CONSIGNE: Prolongez le texte sur la ciguatera en reprenant juste après sa dernière phrase.

EXTRAIT CITÉ:
********************

Cette technique de production « fournira un approvisionnement pratique de ciguatoxine pour les futures études », commente le Dr Masahiro Hirama (université de Tohoku, Sendai, Japon) dans un communiqué de presse. « Nous pouvons maintenant entreprendre des études en utilisant la ciguatoxine synthétique et les molécules chimiques apparentées qui ont été développées. Nous projetons de préparer un test simple et sensible, comme les bandelettes pour mesurer le pH, qui permettra de détecter la ciguatoxine à l'aide d'anticorps anticiguatoxine. Nous envisageons aussi de développer des vaccins contre la ciguatoxine. »
Plus de vingt mille personnes des régions tropicales et subtropicales (principalement les Antilles, Hawaii et la Floride) sont atteintes chaque année de ciguatera, l'intoxication alimentaire par le poisson la plus fréquente.
Plus de quatre cents poissons de roche (dont le barracuda et le mérou) peuvent être vecteurs de la ciguatoxine. Cette toxine est produite par un dinoflagelle (Gambierdiscus toxicus), un organisme unicellulaire qui vit sur les algues. Les poissons acquièrent cette toxine en consommant les algues toxiques ou d'autres poissons qui ont accumulé la toxine.
Une quantité infime suffit
Chez l'homme, une quantité infime (environ 70 ng) provoque la ciguatera en une à six heures. Vomissements, diarrhée aqueuse et crampes sont les signes observés. D'autres symptômes peuvent aussi être présents : anesthésie et paresthésies des lèvres et des extrémités, inversion des sensations de chaud et froid, odontalgie, troubles de la vision, tremblements, ataxie, hypotension et bradycardie. Les symptômes persistent souvent pendant des mois ou des années. L'affection peut parfois être sévère, avec paralysie, coma et décès.

********************

ENTRÉES DE DONNÉES:
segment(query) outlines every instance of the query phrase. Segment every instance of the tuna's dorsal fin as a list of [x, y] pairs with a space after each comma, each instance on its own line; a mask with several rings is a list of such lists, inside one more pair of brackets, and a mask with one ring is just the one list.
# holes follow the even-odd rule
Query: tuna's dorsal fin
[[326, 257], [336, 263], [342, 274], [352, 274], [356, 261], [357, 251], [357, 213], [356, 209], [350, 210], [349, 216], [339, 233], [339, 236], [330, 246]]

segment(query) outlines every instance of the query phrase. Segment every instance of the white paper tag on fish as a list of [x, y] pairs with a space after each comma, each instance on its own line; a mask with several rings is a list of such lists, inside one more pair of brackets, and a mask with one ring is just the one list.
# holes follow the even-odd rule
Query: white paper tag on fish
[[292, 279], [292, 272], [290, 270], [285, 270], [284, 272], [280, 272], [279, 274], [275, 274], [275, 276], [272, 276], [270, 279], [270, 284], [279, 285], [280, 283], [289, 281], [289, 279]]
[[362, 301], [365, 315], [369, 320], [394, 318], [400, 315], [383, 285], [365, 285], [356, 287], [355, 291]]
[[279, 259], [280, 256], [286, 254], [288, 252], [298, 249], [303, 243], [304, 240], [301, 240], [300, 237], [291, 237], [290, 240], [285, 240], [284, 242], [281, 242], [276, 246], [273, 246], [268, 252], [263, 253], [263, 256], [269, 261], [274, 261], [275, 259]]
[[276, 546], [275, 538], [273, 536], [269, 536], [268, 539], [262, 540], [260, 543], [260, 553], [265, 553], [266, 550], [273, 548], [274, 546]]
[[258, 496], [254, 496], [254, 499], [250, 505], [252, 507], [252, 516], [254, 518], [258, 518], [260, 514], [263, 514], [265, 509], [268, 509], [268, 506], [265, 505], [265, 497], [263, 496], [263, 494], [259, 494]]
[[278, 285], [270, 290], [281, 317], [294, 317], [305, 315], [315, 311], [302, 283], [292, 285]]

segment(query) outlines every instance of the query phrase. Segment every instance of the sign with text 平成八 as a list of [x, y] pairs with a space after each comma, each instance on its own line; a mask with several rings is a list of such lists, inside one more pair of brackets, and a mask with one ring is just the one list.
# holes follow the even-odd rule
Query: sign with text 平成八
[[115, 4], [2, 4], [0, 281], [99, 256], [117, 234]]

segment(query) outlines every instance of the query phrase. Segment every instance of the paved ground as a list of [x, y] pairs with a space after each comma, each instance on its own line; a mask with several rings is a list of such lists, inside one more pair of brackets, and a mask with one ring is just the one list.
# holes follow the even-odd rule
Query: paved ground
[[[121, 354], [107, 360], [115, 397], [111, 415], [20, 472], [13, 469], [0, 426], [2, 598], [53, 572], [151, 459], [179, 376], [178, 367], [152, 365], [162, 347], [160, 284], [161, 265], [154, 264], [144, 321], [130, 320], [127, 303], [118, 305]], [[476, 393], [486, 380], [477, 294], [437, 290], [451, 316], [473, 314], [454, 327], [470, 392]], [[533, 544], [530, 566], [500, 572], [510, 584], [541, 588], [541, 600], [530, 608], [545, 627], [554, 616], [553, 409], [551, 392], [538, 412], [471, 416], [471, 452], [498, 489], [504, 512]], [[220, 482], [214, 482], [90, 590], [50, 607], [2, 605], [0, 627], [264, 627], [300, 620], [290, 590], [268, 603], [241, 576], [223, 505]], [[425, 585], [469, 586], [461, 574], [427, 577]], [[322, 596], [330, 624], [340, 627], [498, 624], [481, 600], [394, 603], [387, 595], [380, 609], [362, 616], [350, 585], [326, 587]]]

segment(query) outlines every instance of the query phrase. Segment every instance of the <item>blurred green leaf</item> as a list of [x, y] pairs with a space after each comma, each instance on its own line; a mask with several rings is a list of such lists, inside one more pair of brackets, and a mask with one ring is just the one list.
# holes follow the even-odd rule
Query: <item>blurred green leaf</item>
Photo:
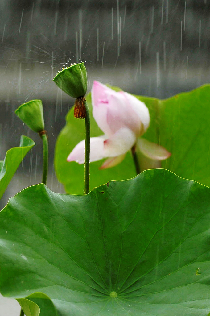
[[21, 162], [35, 144], [33, 141], [29, 137], [22, 135], [20, 147], [14, 147], [8, 150], [4, 161], [0, 161], [0, 199]]
[[205, 316], [210, 231], [209, 188], [165, 170], [85, 196], [34, 185], [0, 212], [1, 292], [40, 315]]
[[[210, 186], [210, 124], [207, 119], [210, 117], [210, 85], [165, 100], [135, 96], [145, 103], [150, 113], [150, 125], [143, 137], [159, 143], [172, 153], [170, 158], [162, 162], [162, 167]], [[93, 117], [90, 94], [87, 100], [91, 112], [91, 136], [103, 135]], [[57, 140], [54, 160], [58, 179], [69, 193], [82, 193], [83, 166], [74, 162], [67, 162], [66, 158], [75, 146], [84, 138], [84, 122], [74, 118], [71, 109], [67, 117], [66, 125]], [[141, 155], [139, 158], [141, 170], [153, 167], [152, 164], [149, 167], [147, 158], [145, 164]], [[112, 179], [123, 180], [135, 175], [130, 153], [119, 165], [99, 170], [103, 161], [90, 164], [91, 189]]]
[[52, 301], [46, 294], [33, 293], [25, 299], [16, 299], [27, 316], [57, 316]]

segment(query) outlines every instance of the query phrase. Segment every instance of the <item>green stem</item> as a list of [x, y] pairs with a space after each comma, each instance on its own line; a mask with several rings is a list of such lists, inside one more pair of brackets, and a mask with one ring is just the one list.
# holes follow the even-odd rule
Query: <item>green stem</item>
[[42, 174], [42, 183], [46, 185], [48, 171], [48, 141], [46, 131], [39, 133], [40, 137], [42, 140], [43, 143], [43, 173]]
[[86, 100], [84, 101], [86, 116], [85, 122], [85, 166], [84, 179], [84, 194], [87, 194], [90, 187], [90, 114]]
[[20, 314], [20, 316], [24, 316], [24, 312], [22, 310], [22, 309], [21, 308], [21, 313]]
[[131, 148], [131, 152], [132, 153], [133, 159], [134, 160], [134, 164], [135, 165], [135, 171], [136, 173], [137, 174], [139, 174], [141, 173], [141, 171], [140, 168], [140, 166], [139, 165], [139, 161], [138, 159], [138, 157], [137, 156], [137, 155], [136, 155], [136, 153], [135, 151], [135, 149], [136, 145], [135, 145]]

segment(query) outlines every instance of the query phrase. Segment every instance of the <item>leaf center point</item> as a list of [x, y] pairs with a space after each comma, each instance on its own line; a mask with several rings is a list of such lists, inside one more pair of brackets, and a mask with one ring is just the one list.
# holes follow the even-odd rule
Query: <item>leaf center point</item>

********************

RÉPONSE:
Il est très difficile de recueillir la ciguatoxine dans la nature, car elle est présente en quantité infime dans les poissons et que les méthodes pour la développer en culture sont peu fiables. Les chimistes n'ont pas réussi à la synthétiser en raison de sa structure très grande et complexe.
Puisque les poissons de roche sont de plus en plus exportés vers les autres régions, et qu'il n'y a aucun moyen de détecter les poissons contaminés, la ciguatera pourrait devenir un problème de santé dans le monde entier.
Dix ans de travail
Le Dr Hirama s'est mis en tâche de synthétiser chimiquement la ciguatoxine en 1989, à la demande du Dr Yasumoto (université de Tohoku, Japon) qui venait d'isoler et de déterminer la structure de la toxine par résonance magnétique nucléaire. « Après dix ans de travail, nous avons finalement accompli la synthèse totale de la toxine, apportant la preuve du pouvoir de la synthèse organique moderne », déclare le Dr Hirama.
Son équipe a assemblé deux fragments similaires complexes et découvert un moyen de les unir. Puis le composé résultant a été perfectionné pour donner la ciguatoxine CTX3C. Une réserve suffisante de toxines ainsi que la création de nouvelles sondes moléculaires pourront permettre de mieux étudier comment les toxines s'attachent et s'attaquent au système nerveux. Ces neurotoxines se fixent à des canaux sodium sensibles au voltage, ce qui entraîne une activation persistante ou une ouverture prolongée de ces canaux.
« C'est un formidable exploit », commente dans un article associé le chimiste Istvan Marko (Université catholique de Louvain, Belgique).
« Science », 30 novembre 2001, p. 1903.